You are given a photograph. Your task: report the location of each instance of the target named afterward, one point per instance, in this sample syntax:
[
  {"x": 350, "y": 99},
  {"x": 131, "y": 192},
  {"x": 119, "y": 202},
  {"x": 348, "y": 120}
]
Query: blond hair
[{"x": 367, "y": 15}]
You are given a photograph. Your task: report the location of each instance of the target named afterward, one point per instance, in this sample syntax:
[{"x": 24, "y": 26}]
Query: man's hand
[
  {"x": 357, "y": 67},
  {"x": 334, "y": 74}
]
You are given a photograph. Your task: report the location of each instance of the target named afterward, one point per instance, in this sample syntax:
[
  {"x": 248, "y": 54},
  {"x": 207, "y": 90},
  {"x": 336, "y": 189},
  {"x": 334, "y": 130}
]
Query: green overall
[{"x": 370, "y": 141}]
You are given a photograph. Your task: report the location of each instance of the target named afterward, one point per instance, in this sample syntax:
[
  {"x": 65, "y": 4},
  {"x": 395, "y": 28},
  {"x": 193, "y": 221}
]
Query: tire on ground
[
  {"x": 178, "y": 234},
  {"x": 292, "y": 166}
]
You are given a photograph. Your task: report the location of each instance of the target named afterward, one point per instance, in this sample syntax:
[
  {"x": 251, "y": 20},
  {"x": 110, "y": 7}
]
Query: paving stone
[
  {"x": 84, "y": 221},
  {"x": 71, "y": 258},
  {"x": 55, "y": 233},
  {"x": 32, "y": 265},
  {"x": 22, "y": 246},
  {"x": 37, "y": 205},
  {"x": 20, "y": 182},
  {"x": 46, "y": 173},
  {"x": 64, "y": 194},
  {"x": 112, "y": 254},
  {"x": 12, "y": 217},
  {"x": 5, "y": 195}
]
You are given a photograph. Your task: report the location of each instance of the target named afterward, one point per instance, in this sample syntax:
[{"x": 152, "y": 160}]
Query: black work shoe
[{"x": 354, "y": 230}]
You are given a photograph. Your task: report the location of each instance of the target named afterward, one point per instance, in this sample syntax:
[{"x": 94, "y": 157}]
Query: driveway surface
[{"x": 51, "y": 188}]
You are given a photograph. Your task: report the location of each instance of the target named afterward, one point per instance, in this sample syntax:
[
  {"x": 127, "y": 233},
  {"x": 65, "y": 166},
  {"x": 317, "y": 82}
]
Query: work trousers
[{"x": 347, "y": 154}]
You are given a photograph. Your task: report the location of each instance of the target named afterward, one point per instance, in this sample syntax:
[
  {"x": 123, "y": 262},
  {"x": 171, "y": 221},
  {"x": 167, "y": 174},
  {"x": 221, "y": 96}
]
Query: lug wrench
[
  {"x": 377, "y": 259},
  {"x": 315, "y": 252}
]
* * *
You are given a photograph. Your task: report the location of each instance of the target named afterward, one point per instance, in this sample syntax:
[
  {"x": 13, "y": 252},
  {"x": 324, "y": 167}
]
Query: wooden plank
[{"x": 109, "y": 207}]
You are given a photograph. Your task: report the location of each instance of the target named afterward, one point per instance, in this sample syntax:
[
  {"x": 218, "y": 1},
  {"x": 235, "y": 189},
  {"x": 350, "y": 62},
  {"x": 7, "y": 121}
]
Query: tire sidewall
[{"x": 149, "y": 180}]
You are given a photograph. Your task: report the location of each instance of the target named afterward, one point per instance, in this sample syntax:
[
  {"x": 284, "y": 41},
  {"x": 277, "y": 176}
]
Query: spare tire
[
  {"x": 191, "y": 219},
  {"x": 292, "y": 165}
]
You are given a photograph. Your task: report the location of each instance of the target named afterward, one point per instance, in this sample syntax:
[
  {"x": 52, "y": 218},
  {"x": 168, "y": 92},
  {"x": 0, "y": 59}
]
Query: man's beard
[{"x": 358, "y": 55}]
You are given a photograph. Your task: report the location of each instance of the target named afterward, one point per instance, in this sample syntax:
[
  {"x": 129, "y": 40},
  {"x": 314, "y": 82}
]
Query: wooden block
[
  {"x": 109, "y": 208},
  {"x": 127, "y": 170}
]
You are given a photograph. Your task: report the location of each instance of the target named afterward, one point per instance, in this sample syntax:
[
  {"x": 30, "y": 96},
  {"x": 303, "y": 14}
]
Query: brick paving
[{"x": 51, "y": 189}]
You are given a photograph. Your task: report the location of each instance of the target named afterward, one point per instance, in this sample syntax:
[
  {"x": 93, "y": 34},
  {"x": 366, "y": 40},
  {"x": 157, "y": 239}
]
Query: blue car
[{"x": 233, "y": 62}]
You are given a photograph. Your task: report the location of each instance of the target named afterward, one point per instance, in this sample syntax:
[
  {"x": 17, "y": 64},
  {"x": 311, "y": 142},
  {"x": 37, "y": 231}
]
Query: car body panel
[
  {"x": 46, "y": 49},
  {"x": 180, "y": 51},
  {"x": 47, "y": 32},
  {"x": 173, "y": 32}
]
--
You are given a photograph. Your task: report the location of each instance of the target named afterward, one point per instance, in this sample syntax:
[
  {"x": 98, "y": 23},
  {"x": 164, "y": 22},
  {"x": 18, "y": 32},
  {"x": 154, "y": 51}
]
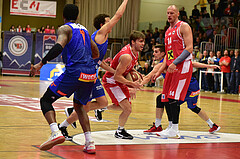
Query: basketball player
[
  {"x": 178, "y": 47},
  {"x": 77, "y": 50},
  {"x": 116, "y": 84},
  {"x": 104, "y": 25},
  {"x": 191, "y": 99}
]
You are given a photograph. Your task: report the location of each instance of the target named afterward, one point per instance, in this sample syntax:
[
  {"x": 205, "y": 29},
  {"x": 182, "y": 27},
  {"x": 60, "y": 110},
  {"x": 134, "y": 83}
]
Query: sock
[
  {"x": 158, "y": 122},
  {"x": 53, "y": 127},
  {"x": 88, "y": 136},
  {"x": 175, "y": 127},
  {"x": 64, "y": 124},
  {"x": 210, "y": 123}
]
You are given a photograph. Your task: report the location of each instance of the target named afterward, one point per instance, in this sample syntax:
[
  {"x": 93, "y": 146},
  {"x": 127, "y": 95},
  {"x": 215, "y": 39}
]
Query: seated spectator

**Task**
Pick out and copy every line of the material above that contains the string "paving". Matching is case-sensitive.

**Final result**
Query: paving stone
Query: brick paving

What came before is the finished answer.